Your goal. Output all of the lines below exactly, and leave out each image.

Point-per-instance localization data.

● ● ●

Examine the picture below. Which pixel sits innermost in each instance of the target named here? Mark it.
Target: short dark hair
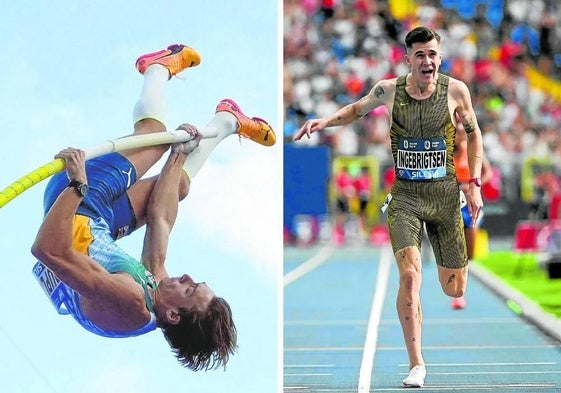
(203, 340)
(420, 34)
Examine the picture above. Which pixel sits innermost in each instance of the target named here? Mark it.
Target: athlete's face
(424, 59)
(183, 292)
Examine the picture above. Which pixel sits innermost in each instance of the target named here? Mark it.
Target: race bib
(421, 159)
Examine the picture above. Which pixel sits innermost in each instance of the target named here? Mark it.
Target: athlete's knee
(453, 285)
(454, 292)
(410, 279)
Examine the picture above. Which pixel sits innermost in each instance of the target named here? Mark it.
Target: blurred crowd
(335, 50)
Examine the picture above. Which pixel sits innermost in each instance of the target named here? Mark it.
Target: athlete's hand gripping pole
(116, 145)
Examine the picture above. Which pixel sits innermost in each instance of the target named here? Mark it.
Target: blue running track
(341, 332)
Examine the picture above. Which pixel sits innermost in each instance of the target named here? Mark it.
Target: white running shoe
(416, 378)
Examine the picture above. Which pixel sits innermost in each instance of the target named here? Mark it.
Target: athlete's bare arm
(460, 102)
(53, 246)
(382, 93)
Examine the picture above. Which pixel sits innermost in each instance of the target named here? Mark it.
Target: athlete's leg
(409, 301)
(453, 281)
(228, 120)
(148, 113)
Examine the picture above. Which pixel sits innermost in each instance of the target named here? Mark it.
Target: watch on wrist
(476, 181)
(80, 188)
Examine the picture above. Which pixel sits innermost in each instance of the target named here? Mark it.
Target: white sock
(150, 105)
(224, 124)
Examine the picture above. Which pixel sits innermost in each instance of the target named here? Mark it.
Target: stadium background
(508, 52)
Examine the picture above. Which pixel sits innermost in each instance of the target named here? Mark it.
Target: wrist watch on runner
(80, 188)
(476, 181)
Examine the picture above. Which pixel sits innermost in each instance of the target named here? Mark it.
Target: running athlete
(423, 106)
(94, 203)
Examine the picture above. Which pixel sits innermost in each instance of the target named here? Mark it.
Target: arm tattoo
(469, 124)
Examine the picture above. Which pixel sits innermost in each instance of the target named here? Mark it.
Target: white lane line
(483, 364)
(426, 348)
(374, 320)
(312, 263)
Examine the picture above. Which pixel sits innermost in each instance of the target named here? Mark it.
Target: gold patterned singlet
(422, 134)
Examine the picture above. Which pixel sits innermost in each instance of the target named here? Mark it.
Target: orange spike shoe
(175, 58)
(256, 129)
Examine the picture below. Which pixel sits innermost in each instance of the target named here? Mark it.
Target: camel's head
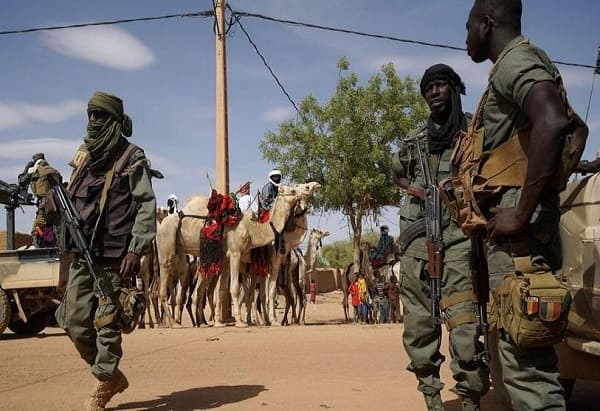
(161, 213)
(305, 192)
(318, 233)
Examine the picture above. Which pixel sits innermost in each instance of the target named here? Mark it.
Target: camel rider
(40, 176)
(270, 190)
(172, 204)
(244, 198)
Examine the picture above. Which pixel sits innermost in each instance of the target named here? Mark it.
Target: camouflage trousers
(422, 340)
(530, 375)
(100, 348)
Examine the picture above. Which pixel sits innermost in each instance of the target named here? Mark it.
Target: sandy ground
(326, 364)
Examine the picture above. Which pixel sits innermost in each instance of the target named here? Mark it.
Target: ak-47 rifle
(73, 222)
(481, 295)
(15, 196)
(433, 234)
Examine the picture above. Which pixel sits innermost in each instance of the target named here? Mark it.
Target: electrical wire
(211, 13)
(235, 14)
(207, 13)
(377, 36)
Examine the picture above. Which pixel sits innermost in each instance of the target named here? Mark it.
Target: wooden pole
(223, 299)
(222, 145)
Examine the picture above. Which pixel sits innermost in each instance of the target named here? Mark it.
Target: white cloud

● ● ●

Written solution.
Examine the picture below. Which pixel sits innermost in each instance of the target named here? Mark it.
Target: short dark hair
(203, 340)
(420, 34)
Examine the picture above. Which pixel sits innermost in each instance of the target named here? Mark it.
Target: athlete's face
(424, 59)
(183, 292)
Examine the picture above. Which pixel sits innermost in each instance of the target named here? Mark it.
Target: race bib
(421, 159)
Examine the picture above. Which pixel sits innermost in each instance of the target named here? Mark it.
Target: athlete's knee
(453, 285)
(454, 292)
(410, 279)
Examine the picture above. Which pixel sits innermost in each instance of the target named here? Mark it.
Target: blurred crowd
(335, 50)
Examine the picture above. Which pixel sits innermost in each instance of the target named here? Mark it.
Target: athlete's hand gripping pole
(116, 145)
Examine the picture above. Which pixel sits innermost in each instance of the target named here? Mark it.
Target: blue running track
(341, 332)
Examine the picture above. Which pixel sits innermost in each instance of the target named here? Mark it.
Target: white running shoe
(416, 378)
Examine the picture above. Which pixel sits innermost in each instance of the target named here? Mark it.
Target: athlete's bare arm
(460, 102)
(53, 246)
(382, 93)
Examine the picture above. Which pixel sits innermost in each instance of the target named here? Mark it.
Target: athlete's leg
(409, 301)
(453, 281)
(228, 120)
(148, 113)
Examine the picture above. Which pixel sits innermost in each instance of the target named here? Mark it.
Target: watch on wrist
(476, 181)
(80, 188)
Examine the picture above. Which pixel sits innermost in each instance of the target named here? Mark it.
Target: white sock
(150, 105)
(224, 124)
Examine the picture above. Which pixel sits innermost in each instance of the target named here? Mark it.
Target: stadium background
(508, 52)
Examine the picture above. Which pixel sits innermost in each instance of the target named here? Mark it.
Target: wrist watch on runner
(80, 188)
(476, 181)
Examine the picture above. Which pixel sits innermost in each instance of the target named here? Mark it.
Target: running athlete
(423, 106)
(94, 203)
Examine the picture above. Which pixel sits innermost in each instance of the target named here? Mark it.
Target: arm tattoo
(469, 124)
Examine the picture above. Which pixel sits innermost in each instance of the target named here? Mark it.
Target: white lane line
(483, 364)
(426, 348)
(374, 320)
(312, 263)
Examine the picture above. Which pixel sits innermost in each instance of the target named here? Mark it.
Target: gold patterned singlet
(422, 134)
Examine the picture above. Which pixel sits innermost in each instance of the target named here? Mark it.
Target: orange spike shoe
(175, 58)
(256, 129)
Examine the picture below. Which pixel sits innermost in each instance of the target named here? Mark it.
Target: camel's head
(161, 213)
(305, 192)
(318, 233)
Examine the picture above. Which pixel sits innermost in each instance of the target named here? Mark it.
Target: camel rider
(40, 176)
(270, 190)
(172, 204)
(244, 198)
Examine the picture above. Which pixel sits innermost in each instance of the target named here? Mark it.
Target: camouflage trousers
(422, 340)
(530, 375)
(100, 348)
Examine the picture above. Which pixel sits innermost in each instance of the target named here? Mark it.
Target: sandy ground
(326, 364)
Examine the picture above. Which pixel sits innermost in each instance of the target named here? Mark it.
Target: ak-47 rifle
(73, 222)
(481, 295)
(15, 196)
(433, 234)
Examine the picture above. Which pixel sits innermost in each instance of the target named here? Mark it.
Target: electrical wire
(211, 13)
(235, 14)
(207, 13)
(377, 36)
Examine the picture above. Which pixel sits innermost in each instance of the target named here? Mark it.
Target: wooden pole
(223, 299)
(222, 145)
Examine the picture above. Which pixel sits innermost in each instance of the target named here? Mark it.
Target: white cloud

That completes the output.